Problem description: Pick out and copy every line in the entries below that contains the word "ship". Uppercase and lowercase letters count as different.

--- start ---

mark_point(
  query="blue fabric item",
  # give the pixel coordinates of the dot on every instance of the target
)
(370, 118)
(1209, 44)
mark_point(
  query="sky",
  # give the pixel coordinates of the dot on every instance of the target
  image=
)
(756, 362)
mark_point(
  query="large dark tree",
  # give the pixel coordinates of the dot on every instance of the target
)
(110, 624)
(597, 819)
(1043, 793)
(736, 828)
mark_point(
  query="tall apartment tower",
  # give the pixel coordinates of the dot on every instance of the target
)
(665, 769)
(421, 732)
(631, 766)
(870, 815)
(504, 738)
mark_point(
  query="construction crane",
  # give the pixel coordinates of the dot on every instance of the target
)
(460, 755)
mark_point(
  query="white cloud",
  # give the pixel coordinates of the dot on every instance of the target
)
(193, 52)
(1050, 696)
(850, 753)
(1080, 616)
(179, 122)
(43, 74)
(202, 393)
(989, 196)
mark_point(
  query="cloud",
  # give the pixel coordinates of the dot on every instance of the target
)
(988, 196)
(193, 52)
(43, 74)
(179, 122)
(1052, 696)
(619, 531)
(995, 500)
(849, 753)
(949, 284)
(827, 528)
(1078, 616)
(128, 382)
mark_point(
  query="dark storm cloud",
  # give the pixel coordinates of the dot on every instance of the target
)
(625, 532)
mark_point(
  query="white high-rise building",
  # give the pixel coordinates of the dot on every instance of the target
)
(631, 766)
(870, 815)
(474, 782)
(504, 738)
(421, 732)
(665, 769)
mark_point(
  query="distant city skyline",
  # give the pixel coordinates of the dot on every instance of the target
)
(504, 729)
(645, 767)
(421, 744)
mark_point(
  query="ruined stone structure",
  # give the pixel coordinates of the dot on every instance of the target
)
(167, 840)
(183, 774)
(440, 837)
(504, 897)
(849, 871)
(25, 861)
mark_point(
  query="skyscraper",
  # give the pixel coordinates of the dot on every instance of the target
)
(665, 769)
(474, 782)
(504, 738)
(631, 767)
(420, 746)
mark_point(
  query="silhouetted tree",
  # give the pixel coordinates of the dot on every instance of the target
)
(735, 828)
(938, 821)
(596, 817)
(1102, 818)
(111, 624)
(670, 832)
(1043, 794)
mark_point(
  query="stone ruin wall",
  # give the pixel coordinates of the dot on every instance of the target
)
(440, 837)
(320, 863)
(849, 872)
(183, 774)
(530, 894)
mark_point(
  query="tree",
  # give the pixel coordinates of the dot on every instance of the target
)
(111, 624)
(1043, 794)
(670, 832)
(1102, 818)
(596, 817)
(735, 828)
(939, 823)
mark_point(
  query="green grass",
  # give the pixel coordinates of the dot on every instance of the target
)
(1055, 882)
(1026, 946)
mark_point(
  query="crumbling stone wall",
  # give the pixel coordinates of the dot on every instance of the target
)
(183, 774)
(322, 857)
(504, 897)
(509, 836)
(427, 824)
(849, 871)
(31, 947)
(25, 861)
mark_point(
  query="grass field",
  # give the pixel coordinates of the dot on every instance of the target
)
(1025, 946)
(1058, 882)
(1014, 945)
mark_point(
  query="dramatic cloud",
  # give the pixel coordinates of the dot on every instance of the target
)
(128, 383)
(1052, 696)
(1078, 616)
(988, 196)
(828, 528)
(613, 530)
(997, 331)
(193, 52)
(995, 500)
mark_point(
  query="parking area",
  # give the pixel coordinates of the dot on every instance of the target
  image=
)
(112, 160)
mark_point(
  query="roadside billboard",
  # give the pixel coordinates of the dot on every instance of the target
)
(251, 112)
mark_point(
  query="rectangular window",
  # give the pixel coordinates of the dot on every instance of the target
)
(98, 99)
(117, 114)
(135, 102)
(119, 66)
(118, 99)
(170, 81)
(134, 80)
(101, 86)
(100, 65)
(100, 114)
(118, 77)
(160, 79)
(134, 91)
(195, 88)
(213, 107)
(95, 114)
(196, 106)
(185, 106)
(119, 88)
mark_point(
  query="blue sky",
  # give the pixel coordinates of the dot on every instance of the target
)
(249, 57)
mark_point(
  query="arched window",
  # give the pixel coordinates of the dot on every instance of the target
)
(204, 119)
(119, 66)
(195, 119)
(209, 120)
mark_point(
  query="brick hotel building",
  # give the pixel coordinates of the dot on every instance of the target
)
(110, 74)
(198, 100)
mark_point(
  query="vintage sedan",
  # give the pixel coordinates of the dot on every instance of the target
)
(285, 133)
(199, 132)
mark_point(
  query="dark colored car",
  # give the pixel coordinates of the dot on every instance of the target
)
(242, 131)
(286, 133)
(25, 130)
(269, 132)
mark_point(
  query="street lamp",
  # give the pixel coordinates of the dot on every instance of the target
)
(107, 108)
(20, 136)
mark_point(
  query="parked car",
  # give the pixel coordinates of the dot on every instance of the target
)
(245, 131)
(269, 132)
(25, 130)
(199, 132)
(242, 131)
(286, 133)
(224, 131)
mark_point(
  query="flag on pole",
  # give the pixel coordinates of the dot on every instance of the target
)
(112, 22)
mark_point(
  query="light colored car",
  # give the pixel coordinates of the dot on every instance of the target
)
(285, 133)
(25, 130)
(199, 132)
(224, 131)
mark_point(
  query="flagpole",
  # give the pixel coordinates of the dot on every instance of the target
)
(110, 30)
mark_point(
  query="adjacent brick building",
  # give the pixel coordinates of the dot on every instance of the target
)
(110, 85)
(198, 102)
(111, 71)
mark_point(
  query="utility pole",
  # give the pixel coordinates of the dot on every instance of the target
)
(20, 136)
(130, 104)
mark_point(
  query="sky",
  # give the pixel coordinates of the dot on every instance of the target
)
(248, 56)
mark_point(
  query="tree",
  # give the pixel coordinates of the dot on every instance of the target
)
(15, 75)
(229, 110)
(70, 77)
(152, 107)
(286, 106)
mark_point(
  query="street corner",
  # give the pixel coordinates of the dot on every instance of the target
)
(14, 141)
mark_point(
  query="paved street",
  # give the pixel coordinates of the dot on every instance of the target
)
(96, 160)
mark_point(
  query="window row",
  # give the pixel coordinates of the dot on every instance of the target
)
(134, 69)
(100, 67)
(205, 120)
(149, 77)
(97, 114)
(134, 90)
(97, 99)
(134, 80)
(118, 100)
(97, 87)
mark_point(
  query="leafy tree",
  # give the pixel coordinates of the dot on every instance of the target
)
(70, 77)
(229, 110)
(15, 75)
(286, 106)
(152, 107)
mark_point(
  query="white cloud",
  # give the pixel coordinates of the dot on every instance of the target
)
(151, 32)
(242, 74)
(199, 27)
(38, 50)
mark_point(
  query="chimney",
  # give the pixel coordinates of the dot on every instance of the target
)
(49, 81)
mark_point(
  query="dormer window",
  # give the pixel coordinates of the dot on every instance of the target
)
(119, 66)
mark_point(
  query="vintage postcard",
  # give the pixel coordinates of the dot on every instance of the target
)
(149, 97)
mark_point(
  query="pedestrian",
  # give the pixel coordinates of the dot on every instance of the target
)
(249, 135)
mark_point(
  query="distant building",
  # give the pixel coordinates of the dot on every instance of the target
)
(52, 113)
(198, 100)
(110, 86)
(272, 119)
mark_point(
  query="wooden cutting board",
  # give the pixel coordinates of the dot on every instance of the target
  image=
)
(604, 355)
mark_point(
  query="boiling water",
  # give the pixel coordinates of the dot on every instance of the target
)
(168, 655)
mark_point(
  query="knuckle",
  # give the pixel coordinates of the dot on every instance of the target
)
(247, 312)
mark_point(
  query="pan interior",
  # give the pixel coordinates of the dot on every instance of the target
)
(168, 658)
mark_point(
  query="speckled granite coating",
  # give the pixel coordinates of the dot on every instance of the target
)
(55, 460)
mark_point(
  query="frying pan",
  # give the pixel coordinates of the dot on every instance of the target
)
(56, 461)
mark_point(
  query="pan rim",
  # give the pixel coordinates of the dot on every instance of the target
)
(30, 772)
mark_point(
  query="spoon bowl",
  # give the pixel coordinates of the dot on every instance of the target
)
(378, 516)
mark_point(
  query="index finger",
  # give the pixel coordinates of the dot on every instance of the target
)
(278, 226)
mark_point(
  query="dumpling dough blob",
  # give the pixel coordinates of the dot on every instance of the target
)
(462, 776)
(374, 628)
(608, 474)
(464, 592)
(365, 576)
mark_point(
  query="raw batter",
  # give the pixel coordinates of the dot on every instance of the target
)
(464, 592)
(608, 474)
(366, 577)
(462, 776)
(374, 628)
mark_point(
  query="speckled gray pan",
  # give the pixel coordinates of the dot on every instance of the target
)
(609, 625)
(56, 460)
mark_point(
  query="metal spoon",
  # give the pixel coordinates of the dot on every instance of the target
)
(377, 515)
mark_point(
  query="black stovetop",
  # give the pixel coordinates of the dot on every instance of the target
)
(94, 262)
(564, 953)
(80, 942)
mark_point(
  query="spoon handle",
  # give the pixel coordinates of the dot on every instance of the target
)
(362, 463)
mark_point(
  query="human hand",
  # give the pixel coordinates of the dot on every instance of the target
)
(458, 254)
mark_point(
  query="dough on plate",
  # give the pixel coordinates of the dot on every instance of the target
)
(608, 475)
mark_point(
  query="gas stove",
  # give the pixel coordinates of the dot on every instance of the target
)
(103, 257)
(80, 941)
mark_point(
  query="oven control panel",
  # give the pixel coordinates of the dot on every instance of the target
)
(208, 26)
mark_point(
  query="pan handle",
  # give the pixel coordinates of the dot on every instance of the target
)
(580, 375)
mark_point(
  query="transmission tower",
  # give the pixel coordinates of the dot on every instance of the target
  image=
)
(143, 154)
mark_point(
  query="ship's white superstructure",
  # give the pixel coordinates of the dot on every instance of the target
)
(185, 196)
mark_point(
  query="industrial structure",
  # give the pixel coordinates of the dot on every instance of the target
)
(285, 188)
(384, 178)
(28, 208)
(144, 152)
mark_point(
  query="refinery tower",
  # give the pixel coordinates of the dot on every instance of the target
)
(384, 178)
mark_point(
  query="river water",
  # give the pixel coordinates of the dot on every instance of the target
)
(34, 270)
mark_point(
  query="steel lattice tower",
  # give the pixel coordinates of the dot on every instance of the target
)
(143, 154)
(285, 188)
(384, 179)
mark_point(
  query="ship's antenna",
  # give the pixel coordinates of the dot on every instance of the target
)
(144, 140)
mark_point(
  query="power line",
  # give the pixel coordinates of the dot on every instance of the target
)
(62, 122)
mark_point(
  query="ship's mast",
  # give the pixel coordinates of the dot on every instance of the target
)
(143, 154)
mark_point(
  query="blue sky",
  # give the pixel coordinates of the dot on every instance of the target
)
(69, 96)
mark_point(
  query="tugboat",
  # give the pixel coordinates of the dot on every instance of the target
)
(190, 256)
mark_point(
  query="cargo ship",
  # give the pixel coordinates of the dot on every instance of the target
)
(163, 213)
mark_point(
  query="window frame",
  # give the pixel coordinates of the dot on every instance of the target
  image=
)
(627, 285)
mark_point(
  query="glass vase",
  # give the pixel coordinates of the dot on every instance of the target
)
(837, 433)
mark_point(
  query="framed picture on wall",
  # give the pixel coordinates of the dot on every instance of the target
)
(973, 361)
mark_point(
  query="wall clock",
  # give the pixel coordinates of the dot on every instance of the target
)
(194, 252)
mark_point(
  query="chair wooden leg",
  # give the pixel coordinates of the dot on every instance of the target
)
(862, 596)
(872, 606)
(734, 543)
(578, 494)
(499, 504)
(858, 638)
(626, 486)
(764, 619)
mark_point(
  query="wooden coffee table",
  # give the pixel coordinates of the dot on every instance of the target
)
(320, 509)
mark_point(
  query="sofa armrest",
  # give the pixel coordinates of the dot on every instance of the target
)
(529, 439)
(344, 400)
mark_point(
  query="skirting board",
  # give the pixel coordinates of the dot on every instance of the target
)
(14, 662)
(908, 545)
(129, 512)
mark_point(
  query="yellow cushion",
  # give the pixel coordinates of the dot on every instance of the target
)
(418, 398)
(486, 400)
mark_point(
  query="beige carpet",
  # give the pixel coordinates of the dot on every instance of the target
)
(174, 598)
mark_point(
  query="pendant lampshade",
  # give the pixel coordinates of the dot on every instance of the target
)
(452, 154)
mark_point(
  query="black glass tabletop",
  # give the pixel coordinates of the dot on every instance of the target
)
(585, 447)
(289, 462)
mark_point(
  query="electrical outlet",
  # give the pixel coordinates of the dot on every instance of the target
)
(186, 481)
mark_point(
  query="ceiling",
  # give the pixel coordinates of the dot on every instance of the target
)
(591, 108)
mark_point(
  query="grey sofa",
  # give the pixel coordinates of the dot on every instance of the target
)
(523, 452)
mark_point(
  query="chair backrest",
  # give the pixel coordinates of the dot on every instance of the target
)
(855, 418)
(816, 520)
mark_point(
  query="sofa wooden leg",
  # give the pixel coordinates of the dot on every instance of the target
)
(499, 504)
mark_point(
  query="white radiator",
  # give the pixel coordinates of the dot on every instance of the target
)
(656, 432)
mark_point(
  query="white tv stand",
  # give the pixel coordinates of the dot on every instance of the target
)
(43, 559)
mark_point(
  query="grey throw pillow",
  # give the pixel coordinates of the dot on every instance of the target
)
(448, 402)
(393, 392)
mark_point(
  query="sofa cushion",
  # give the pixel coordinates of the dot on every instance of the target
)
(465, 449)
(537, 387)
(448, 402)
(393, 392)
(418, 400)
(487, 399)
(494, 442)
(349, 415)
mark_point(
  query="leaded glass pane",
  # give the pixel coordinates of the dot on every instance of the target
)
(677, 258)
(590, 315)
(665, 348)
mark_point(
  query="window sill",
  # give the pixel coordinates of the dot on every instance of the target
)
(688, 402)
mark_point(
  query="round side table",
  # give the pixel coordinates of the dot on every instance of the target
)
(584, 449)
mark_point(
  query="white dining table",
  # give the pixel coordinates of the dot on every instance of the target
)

--- end ---

Solution to this task:
  query="ship's white superstructure",
  query="ship's antenna",
  query="ship's mast",
  query="cargo ship",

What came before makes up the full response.